■ Sua vez:
Edite o relato da advogada grávida barrada no fórum e escreva de novo a parte que vai de "Na primeira, em" até "de sua cliente.", incluindo este trecho final, com "exame de gravidez" trocado por "teste de gravidez".

======== Trecho do documento ========

Na primeira, em dezembro, ela estava grávida de dois meses e, por ser presidente da Escola de Prerrogativas, já acreditava que enfrentaria problemas com a questão. Por isso, levou consigo seu exame de gravidez, assim como a orientação contida na lei:
“Nós sabemos o quanto as prerrogativas são desrespeitadas, principalmente a Lei Julia Matos. Mas uma coisa posso afirmar agora: é muito diferente falar sobre nossos direitos, saber, e viver a violação na prática. É algo humilhante, que de fato te impede de exercer seu trabalho da melhor forma.”
De acordo com Leone, ao negar sua submissão ao raio-X ela foi levada à equipe de segurança do fórum, que a constrangeu, inclusive na frente de sua cliente.
“Eu tinha uma perícia agendada para as 14h, o horário ia se aproximando e nada de me liberarem. Minha cliente chegou, fiquei mais nervosa ainda com ela acompanhando aquela situação a qual estavam me submetendo, pedi para ela ir na minha frente para não perder o horário. E somente após as 14h30 eu fui enfim liberada, mas acompanhada por um policial militar, o que me gerou ainda mais constrangimento. Aceitei porque não queria perder a perícia.”
Segundo ela, nesse espaço de tempo ouviu de um segurança que “juiz passa, defensor passa, promotor passa, então por que ela não passaria pelo pórtico?” e que “ela nem tinha barriga de grávida”.

======== Material fornecido ========

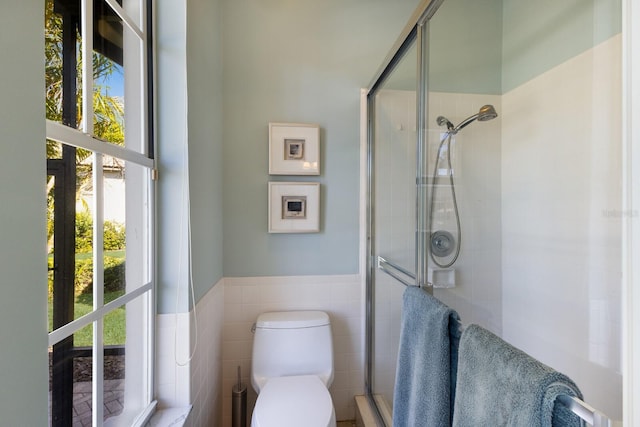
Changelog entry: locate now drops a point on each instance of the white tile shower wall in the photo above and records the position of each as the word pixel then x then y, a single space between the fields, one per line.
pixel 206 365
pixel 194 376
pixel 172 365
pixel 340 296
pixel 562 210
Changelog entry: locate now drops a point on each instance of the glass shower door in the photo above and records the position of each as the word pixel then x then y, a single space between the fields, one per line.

========
======== Material fornecido ========

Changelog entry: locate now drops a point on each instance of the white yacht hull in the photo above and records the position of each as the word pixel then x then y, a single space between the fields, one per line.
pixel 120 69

========
======== Material fornecido ========

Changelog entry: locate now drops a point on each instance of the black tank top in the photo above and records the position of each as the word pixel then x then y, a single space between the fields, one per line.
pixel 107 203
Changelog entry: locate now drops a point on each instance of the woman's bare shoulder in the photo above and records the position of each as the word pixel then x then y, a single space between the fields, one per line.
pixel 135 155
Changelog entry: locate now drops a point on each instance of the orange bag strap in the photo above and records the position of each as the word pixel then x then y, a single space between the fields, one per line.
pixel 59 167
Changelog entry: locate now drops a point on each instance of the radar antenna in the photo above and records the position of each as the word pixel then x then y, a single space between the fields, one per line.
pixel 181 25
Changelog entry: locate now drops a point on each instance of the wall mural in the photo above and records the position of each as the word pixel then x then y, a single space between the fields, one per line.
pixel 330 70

========

■ Resultado do exercício:
Na primeira, em dezembro, ela estava grávida de dois meses e, por ser presidente da Escola de Prerrogativas, já acreditava que enfrentaria problemas com a questão. Por isso, levou consigo seu teste de gravidez, assim como a orientação contida na lei:
“Nós sabemos o quanto as prerrogativas são desrespeitadas, principalmente a Lei Julia Matos. Mas uma coisa posso afirmar agora: é muito diferente falar sobre nossos direitos, saber, e viver a violação na prática. É algo humilhante, que de fato te impede de exercer seu trabalho da melhor forma.”
De acordo com Leone, ao negar sua submissão ao raio-X ela foi levada à equipe de segurança do fórum, que a constrangeu, inclusive na frente de sua cliente.